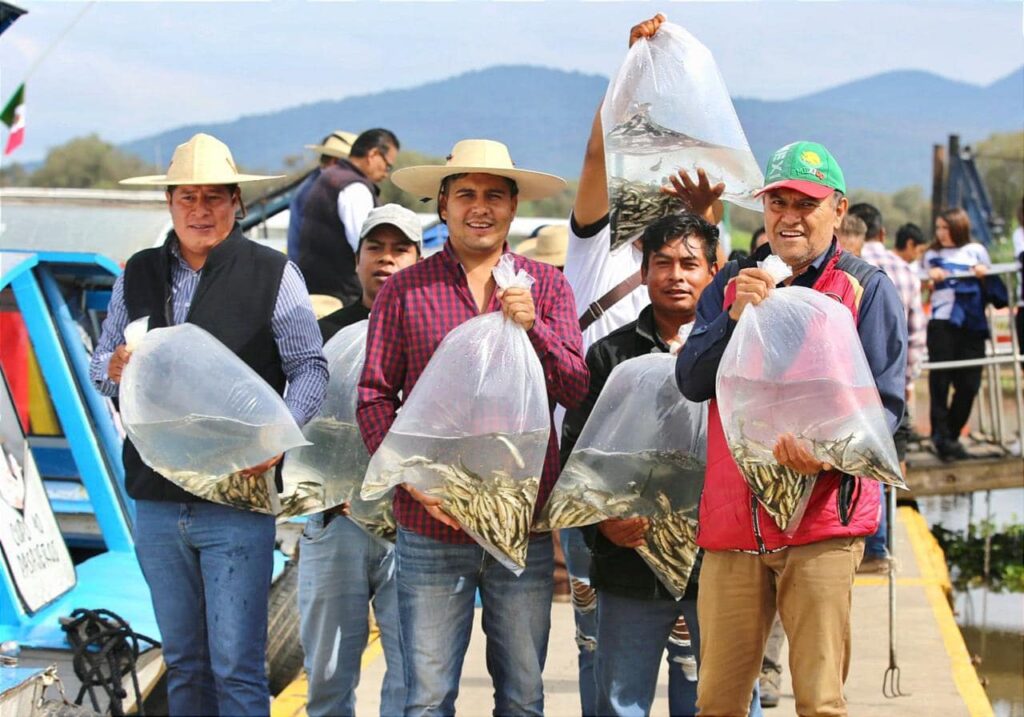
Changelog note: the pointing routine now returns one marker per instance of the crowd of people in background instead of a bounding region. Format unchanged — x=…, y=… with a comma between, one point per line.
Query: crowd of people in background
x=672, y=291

--

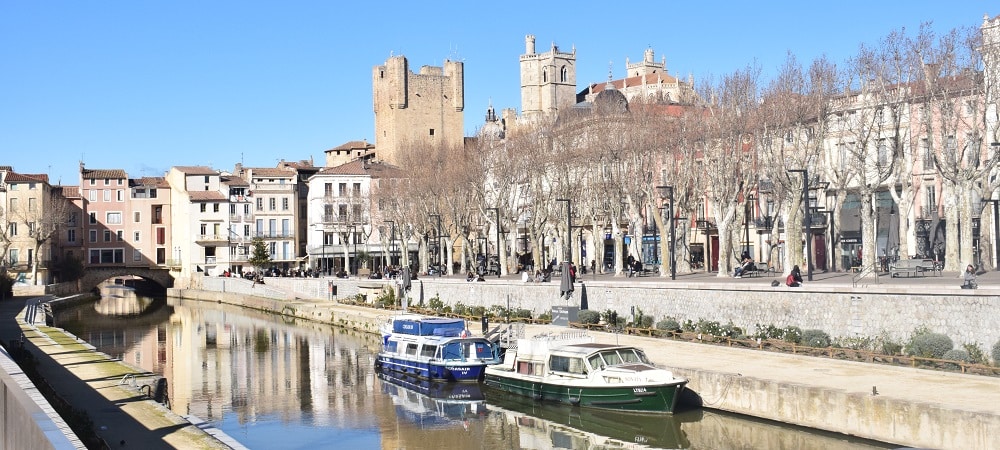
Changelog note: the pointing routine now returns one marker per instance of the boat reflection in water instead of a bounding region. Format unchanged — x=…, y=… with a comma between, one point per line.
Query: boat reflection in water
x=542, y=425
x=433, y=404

— WHAT IS REQUIRED —
Output the lines starting with the line containing "of the boat" and ending with the line containing "x=433, y=404", both ends included, copied exactly.

— CORRECT OUTPUT —
Changelog note: the pointing routine now returns one marker per instance of the boat reflection in water instead of a bounding region. Format unchanged — x=…, y=… with a comma between, one point per line.
Query: boat reflection in water
x=542, y=425
x=433, y=404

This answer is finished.